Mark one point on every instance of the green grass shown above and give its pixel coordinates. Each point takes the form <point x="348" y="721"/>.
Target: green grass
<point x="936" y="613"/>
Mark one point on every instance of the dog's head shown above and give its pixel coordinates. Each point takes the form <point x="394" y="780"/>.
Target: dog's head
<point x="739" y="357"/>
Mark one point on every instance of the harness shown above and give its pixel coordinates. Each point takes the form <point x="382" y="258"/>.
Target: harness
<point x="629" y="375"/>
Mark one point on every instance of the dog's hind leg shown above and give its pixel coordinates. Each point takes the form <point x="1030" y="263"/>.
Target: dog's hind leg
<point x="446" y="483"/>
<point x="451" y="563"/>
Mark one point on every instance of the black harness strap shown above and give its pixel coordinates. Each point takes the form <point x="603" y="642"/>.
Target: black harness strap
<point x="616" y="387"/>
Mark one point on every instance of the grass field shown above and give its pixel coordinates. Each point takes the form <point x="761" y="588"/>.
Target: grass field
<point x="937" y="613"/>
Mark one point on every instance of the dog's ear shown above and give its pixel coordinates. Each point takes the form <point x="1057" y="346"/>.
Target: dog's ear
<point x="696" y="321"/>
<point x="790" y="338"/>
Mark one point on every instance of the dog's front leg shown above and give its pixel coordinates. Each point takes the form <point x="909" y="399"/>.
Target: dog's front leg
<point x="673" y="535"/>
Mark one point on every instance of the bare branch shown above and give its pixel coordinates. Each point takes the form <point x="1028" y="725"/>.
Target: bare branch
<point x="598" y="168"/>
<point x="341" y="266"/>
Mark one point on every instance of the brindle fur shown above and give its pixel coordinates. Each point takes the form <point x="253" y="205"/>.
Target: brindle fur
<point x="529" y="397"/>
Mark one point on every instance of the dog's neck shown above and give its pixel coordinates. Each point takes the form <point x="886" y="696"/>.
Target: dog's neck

HOW TO COMPLETE THIS TASK -
Having looked over the entries above, reproduce all of them exactly.

TASK RESPONSE -
Mark one point on every instance of the green grass shown above and give its pixel coordinates. Each point takes the form <point x="348" y="721"/>.
Target: green grass
<point x="936" y="613"/>
Mark one point on every instance of the dog's head shown above and give its pixel coordinates. Each point takes the form <point x="394" y="780"/>.
Target: dog's head
<point x="739" y="357"/>
Mark one point on every instance of the harness shown above and give its pixel coordinates. Each point takes the form <point x="382" y="258"/>.
Target: harness
<point x="629" y="375"/>
Mark one point on every instance of the dog's hind leg shown above and give its pixel coordinates. Each point takes the form <point x="1030" y="263"/>.
Target: dog's hind leg
<point x="446" y="483"/>
<point x="451" y="563"/>
Mark one point on every instance of the black harness strap shown above and give its pixel coordinates. Each point takes the form <point x="603" y="642"/>.
Target: black harness strap
<point x="616" y="387"/>
Mark one point on every instance of the grass field shown above and give its pixel coordinates. Each point takes the form <point x="761" y="588"/>.
Target: grass field
<point x="937" y="613"/>
Mark one point on every instance of the dog's ear shown above and give its pixel coordinates. Each point takes the form <point x="1057" y="346"/>.
Target: dog's ear
<point x="696" y="321"/>
<point x="790" y="338"/>
Mark one point on every instance of the dog's front leg shown above and give its pixel coordinates. Each point takes the form <point x="909" y="399"/>.
Target: dog's front leg
<point x="673" y="535"/>
Mark one point on every instance of the bare branch shown above and give its pixel coordinates. Each point takes the form <point x="1028" y="725"/>.
Target: bare branch
<point x="598" y="168"/>
<point x="341" y="266"/>
Mark one point on every instance of the brindle fur shown above and give its pixel coordinates. Each point takes the form <point x="253" y="205"/>.
Target: brindle fur
<point x="529" y="397"/>
Mark one point on every instance of the dog's neck shown above and give its pixel coordinates. Each point takes the form <point x="886" y="696"/>.
Target: dog's neck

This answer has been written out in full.